• _SET OF TASKS_:
(1) From the tutorial on infeed and outfeed queues in TensorFlow 2, extract the passage that begins at the words "However, if the" and stops after "to the host.".
(2) Extend the tutorial on infeed and outfeed queues in TensorFlow 2 by writing what comes next after its final sentence.

• _TEXT EXTRACT_:
6.1. Using Infeed and Outfeed Queues in TensorFlow 2
In this tutorial, you will write code for training a simple fully connected network on the MNIST dataset to illustrate how to use infeed and outfeed queues with a custom training function.
If you are not familiar with how to run TensorFlow 2 models on the IPU, you may wish to read our MNIST starter tutorial .
Requirements:
Installed and enabled Poplar
Installed the Graphcore port of TensorFlow 2
Refer to the Getting Started guide for your IPU system for instructions.
Directory Structure
completed_code
: Completed versions of the scripts described in this tutorialexecution_trace
: Execution traces of the scripts described in this tutorialREADME.md
: This filetests
: A directory that contains test scripts
Table of Contents
Introduction
The combination of TensorFlow, XLA and Poplar provides the ability to combine an entire training graph into a single operation in a TensorFlow graph. This accelerates training by removing the need to pass control to the IPU for each individual operation in the graph.
However, if the Python code with the training pass is called for each batch in the training dataset, then there is still the overhead of passing control to the IPU for each batch. You can deal with this by placing the training operations inside a loop, so that they can be executed multiple times on the IPU without returning control to the host.

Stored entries
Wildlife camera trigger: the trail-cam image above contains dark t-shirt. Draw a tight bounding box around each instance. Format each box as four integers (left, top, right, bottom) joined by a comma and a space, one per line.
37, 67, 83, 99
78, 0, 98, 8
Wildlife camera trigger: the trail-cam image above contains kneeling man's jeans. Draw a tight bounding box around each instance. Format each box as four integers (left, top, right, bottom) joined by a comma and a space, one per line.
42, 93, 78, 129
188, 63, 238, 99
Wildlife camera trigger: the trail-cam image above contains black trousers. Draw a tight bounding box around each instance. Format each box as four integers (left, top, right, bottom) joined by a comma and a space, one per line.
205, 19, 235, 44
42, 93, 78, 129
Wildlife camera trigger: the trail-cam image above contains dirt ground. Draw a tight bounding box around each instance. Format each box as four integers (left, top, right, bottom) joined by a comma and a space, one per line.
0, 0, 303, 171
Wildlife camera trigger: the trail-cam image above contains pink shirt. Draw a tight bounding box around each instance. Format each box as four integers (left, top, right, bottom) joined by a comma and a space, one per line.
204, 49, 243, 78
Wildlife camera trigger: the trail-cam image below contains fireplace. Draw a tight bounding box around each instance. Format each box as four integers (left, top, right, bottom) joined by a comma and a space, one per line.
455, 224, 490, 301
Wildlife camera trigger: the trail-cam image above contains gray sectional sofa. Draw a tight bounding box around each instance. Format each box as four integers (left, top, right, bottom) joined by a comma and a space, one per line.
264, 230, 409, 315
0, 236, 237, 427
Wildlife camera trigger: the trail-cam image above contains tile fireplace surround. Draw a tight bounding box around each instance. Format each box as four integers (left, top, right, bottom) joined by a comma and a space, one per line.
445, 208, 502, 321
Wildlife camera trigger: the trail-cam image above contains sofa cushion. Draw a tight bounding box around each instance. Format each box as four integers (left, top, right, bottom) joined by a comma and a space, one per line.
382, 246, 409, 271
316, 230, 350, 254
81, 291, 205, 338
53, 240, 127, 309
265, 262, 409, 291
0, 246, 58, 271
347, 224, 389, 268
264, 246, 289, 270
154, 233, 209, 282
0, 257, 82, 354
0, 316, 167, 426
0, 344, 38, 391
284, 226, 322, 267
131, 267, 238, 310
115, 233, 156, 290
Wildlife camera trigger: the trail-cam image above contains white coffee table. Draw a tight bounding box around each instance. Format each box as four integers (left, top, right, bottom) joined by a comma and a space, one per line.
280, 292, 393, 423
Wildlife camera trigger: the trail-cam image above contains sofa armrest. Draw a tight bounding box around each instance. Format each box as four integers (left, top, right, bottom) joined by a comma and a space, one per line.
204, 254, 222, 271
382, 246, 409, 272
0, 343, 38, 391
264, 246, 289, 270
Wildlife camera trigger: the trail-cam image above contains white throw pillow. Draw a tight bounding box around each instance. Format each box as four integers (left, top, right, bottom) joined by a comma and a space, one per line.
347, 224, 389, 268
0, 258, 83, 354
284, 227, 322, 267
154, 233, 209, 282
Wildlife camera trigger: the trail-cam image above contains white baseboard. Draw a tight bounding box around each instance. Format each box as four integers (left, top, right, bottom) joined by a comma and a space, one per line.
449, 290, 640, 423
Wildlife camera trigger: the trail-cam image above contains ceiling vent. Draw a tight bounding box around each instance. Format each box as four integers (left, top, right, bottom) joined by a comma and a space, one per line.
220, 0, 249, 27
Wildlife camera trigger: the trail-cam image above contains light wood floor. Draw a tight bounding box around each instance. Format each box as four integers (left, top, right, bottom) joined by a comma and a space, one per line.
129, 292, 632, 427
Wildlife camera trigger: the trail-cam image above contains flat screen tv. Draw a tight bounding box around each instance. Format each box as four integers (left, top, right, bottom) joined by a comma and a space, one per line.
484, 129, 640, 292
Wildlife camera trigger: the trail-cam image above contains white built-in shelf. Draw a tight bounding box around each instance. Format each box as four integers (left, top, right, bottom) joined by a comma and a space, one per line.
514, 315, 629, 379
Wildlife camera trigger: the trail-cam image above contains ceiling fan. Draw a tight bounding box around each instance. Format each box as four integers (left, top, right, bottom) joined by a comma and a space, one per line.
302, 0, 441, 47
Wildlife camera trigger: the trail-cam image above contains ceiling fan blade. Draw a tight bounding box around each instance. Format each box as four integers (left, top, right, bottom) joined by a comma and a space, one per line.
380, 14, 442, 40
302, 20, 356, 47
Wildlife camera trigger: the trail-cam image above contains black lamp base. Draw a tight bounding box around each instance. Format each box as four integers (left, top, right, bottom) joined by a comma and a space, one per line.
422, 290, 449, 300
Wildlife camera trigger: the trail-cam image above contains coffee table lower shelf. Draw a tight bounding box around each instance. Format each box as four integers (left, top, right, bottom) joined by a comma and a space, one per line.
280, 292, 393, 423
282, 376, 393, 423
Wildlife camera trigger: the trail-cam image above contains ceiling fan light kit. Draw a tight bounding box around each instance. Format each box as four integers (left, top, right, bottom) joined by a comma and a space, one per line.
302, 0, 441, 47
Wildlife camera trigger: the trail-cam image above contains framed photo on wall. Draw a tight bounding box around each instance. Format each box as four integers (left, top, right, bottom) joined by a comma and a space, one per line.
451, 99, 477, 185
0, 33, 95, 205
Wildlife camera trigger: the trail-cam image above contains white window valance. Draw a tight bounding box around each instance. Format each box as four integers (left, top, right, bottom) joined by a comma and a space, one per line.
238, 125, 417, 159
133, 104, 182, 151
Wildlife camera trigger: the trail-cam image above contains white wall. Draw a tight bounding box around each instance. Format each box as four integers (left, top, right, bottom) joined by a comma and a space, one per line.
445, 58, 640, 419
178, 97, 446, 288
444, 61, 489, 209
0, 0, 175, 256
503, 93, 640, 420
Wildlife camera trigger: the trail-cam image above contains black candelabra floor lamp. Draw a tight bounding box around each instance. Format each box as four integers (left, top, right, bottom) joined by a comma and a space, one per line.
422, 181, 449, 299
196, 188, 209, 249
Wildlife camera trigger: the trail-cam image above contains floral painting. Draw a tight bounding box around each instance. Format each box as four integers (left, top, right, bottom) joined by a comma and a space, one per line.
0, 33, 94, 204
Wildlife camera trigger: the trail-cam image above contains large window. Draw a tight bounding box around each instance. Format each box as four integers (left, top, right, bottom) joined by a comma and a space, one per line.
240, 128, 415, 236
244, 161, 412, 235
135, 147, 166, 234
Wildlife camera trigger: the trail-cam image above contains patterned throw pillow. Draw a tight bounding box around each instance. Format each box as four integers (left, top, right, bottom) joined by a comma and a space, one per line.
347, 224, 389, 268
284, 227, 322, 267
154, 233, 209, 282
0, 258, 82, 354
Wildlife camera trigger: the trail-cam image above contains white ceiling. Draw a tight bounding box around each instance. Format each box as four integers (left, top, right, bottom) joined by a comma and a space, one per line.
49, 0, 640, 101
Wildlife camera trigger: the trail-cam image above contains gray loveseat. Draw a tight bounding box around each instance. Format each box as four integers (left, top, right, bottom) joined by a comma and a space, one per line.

• _RESULTS BY TASK_:
(1)
However, if the Python code with the training pass is called for each batch in the training dataset, then there is still the overhead of passing control to the IPU for each batch. You can deal with this by placing the training operations inside a loop, so that they can be executed multiple times on the IPU without returning control to the host.

(2)
Normally when TensorFlow runs, operations which are not inside a loop will take a fixed number of tensors as input. However, when a training operation is placed into a loop, the inputs need to take the form of streams of values. Standard TensorFlow Python feed dictionaries cannot provide data in this form, so when training in a loop, data must be fed from a TensorFlow dataset. Similarly, the outputs must be represented as a stream. TensorFlow for IPU provides two mechanisms, infeed queues and outfeed queues, for handling this when using the IPU.
You need to do the following in order to construct a system that trains in a loop:
Create a TensorFlow dataset to provide data to the input queue
Create a model
Create a custom training loop
Create an
IPUInfeedQueue
to feed the data to the loopCreate an
IPUOutfeedQueue
to take results out of the loop
Example
This example illustrates how to build pipelines manually with custom functions. However, the IPU-specific versions of the Keras Model and Sequential classes automatically add an infeed and outfeed to the model’s fit
, evaluate
and predict
methods. These methods call the run
function internally.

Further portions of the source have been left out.